### The task
Can you repeat the records from their first line through the line containing "205 290 L 210", replacing "formatted sample" with "worked example" and leaving all else as it is?

## BEGIN Extracted records

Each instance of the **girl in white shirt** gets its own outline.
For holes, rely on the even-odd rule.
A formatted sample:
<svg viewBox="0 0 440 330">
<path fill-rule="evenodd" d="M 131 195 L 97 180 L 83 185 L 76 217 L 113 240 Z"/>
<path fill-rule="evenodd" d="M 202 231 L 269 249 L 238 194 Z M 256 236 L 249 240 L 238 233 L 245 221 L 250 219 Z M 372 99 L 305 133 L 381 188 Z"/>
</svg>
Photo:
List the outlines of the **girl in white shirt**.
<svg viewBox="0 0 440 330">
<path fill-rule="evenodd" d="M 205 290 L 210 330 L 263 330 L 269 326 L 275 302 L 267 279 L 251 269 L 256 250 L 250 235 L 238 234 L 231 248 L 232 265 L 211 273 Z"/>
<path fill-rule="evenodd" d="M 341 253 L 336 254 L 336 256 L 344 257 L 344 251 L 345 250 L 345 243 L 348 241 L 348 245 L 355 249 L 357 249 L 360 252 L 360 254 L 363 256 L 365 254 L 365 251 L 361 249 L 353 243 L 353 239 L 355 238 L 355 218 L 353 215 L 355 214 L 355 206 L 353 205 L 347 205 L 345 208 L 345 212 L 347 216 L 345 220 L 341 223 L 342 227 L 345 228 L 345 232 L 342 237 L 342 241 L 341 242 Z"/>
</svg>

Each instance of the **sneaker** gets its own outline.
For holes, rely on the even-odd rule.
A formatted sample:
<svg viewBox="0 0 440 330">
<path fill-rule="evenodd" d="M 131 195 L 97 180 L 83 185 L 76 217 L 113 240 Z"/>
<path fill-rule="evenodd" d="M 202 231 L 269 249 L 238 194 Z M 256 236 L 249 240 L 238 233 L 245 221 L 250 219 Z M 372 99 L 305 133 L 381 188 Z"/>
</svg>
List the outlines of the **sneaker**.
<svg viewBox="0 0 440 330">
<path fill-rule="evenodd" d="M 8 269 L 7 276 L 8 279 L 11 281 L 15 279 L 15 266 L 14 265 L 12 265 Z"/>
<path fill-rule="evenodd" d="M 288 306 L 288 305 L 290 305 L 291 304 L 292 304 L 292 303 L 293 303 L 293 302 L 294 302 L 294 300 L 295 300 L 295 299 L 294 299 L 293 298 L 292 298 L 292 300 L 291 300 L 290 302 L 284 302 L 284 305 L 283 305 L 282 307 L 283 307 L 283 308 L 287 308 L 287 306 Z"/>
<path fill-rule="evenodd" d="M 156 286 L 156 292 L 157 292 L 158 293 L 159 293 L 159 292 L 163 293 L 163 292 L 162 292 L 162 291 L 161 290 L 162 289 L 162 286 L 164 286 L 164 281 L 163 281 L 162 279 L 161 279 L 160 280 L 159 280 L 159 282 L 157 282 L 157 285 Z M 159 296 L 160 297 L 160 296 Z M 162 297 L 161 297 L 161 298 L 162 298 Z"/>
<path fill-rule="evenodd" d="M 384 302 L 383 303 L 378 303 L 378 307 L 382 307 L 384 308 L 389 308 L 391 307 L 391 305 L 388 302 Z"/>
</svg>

## END Extracted records

### Reply to the task
Each instance of the **girl in white shirt** gets its own outline.
For holes, rely on the even-odd rule.
A worked example:
<svg viewBox="0 0 440 330">
<path fill-rule="evenodd" d="M 131 195 L 97 180 L 83 185 L 76 217 L 113 240 Z"/>
<path fill-rule="evenodd" d="M 202 231 L 269 249 L 238 194 Z M 256 236 L 249 240 L 238 233 L 245 221 L 250 219 Z M 372 99 L 305 133 L 381 188 Z"/>
</svg>
Photo:
List the outlines of the **girl in white shirt**.
<svg viewBox="0 0 440 330">
<path fill-rule="evenodd" d="M 205 290 L 210 330 L 263 330 L 269 326 L 275 302 L 267 279 L 251 269 L 256 250 L 250 235 L 238 234 L 231 248 L 232 265 L 211 273 Z"/>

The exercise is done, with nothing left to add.